### Exercise aim:
Below are records to transcribe exactly, without their pictures.
-- Dataset excerpts follows --
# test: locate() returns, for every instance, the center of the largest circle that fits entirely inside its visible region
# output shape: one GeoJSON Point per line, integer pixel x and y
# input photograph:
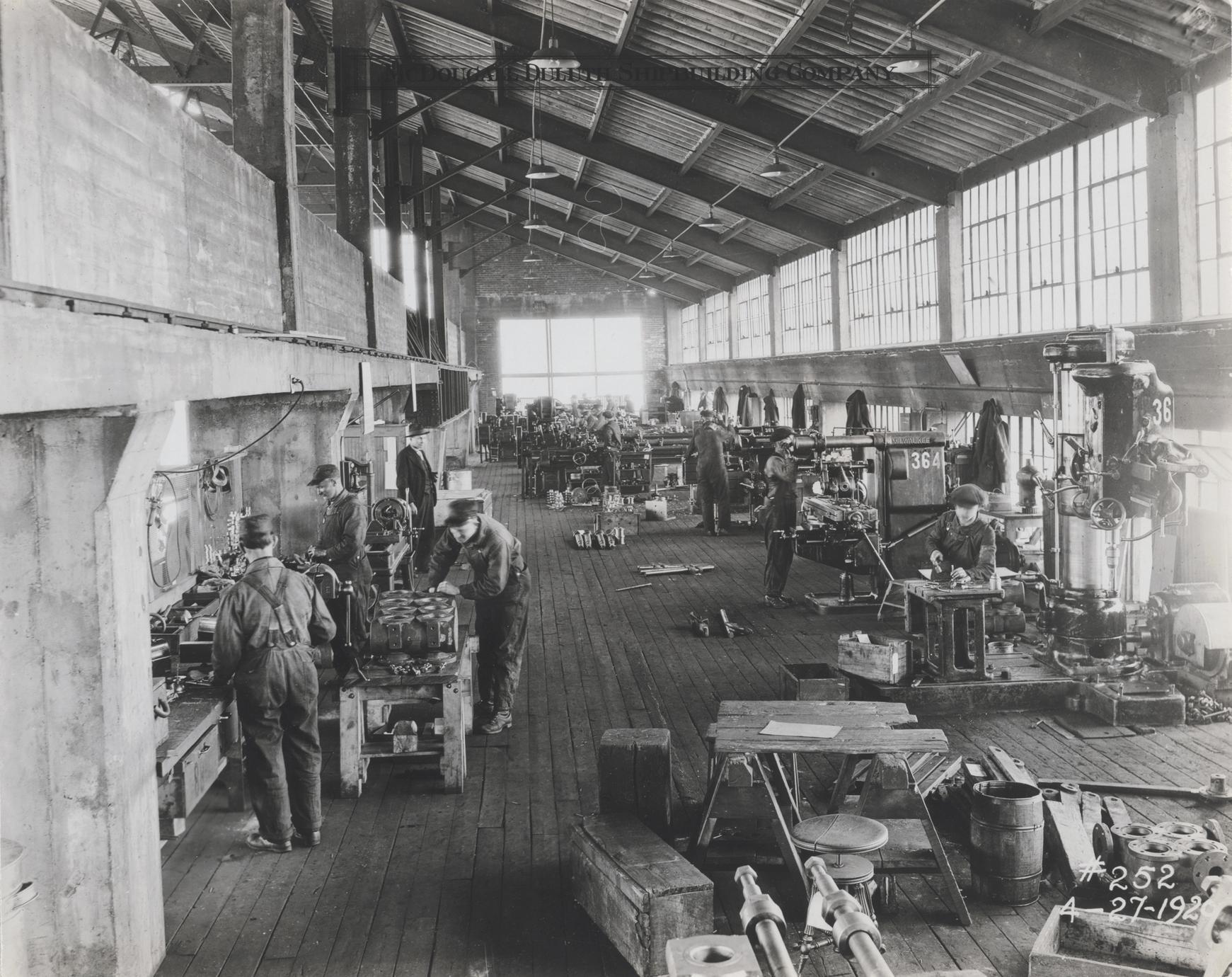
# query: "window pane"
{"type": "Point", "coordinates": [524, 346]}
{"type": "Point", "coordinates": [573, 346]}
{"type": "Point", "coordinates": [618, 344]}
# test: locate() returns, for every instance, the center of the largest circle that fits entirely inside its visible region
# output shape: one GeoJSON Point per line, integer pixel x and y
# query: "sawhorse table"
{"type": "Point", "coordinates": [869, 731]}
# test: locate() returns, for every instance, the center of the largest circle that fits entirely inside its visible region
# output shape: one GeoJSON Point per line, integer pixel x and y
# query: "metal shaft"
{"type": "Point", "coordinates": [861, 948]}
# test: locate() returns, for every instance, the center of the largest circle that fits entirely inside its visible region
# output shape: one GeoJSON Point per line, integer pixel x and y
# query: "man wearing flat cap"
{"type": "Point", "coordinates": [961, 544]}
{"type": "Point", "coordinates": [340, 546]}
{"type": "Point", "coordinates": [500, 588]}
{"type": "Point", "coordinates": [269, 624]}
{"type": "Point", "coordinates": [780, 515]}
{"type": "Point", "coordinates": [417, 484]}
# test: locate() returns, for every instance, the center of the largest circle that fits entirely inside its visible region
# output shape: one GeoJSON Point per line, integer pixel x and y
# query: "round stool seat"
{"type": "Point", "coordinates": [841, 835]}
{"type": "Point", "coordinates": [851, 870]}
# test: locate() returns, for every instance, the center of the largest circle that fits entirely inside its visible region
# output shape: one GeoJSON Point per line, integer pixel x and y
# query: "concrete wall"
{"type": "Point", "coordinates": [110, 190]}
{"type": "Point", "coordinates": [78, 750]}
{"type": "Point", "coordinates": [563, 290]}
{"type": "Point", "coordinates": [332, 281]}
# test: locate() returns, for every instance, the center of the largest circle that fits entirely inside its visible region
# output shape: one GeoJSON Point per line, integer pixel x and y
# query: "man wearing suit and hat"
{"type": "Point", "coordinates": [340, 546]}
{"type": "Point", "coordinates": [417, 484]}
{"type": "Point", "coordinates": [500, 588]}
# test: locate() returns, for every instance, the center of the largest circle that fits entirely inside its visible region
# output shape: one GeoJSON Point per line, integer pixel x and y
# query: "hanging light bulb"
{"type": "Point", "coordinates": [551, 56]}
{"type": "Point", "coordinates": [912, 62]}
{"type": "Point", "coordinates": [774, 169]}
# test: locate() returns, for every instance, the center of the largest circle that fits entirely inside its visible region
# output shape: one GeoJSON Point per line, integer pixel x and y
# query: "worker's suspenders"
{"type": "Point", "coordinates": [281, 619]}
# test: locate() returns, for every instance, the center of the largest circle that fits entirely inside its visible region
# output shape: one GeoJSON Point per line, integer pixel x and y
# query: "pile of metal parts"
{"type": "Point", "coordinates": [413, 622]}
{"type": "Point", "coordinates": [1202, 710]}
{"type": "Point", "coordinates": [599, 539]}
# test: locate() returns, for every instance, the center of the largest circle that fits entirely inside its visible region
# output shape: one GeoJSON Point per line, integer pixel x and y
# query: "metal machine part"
-- Dataset excerpts concluded --
### Finished task:
# test: locate() returns, for every instance, the center of the largest circle that fits entirely inside its visible region
# output shape: one GeoJSON Point per line, integer pixel x and y
# input photograph:
# query: "window pane"
{"type": "Point", "coordinates": [524, 346]}
{"type": "Point", "coordinates": [573, 346]}
{"type": "Point", "coordinates": [618, 344]}
# test: locate() returns, for every instance, the center of the largest circle that fits entirely inside its visible region
# output shape: one GeoJSON Point per line, integer pixel x and y
# query: "sawhorse table"
{"type": "Point", "coordinates": [869, 731]}
# test: locate() returns, for every instance, the center of the largest circle that fits entirely inside its visible region
# output shape: one GeoJSON Point per line, integer pixel x and y
# query: "metal shaft"
{"type": "Point", "coordinates": [861, 948]}
# test: locate() returns, for every instance, the center of the largest circle that fits entirely inside its visible region
# output shape: one GeoJSON Point per line, integer pixel x and y
# query: "man wearing flat cap"
{"type": "Point", "coordinates": [961, 544]}
{"type": "Point", "coordinates": [340, 546]}
{"type": "Point", "coordinates": [500, 588]}
{"type": "Point", "coordinates": [269, 624]}
{"type": "Point", "coordinates": [780, 515]}
{"type": "Point", "coordinates": [417, 484]}
# test: locate() returns, for every instance, the center of the largest circle that fits entirely inside its visible region
# output shape: one GeoJSON Point per line, integer pixel x and y
# query: "round stool seat"
{"type": "Point", "coordinates": [841, 835]}
{"type": "Point", "coordinates": [851, 870]}
# test: locate() returns, for every instance, the center of the largest circle that fits entirely inside its visible region
# output shape: one GeoJSON Point per line, integer pixel x and y
# query: "concrete wall"
{"type": "Point", "coordinates": [110, 190]}
{"type": "Point", "coordinates": [78, 750]}
{"type": "Point", "coordinates": [563, 290]}
{"type": "Point", "coordinates": [332, 281]}
# test: locate() returns, for every instance, the center of the largest circle that fits entirely inside its visible region
# output shape: one GeoJSON Point per line, integer pixel x and y
# query: "man wearing suit and hat"
{"type": "Point", "coordinates": [340, 546]}
{"type": "Point", "coordinates": [417, 484]}
{"type": "Point", "coordinates": [500, 588]}
# test: locate() returns, for every instance, the center of the largest circle that fits entirely inside its visible region
# output shape: one GeoJSON Point per line, integer pixel x and y
# query: "hanging light bulb"
{"type": "Point", "coordinates": [551, 56]}
{"type": "Point", "coordinates": [912, 62]}
{"type": "Point", "coordinates": [774, 169]}
# test: locate() returns, for every instance, the center of the largest circle that fits entirely inside its visible region
# output shape: one GeoJSON Point per line, integer pixel x and y
# query: "worker's suspenders"
{"type": "Point", "coordinates": [281, 619]}
# test: locate() returns, for every instance, the center of the largest circle that fits entirely inside its visible region
# output shape: one GeoJSON Point per line, integer pixel x and y
# query: "pile of metal parts"
{"type": "Point", "coordinates": [413, 622]}
{"type": "Point", "coordinates": [1202, 710]}
{"type": "Point", "coordinates": [599, 539]}
# test: locate() returns, for every instance, the center of the largest circle that fits entirely inside its visible region
# output shape: one GeoJSON Point per line, integer pixel x and y
# query: "metal machine part"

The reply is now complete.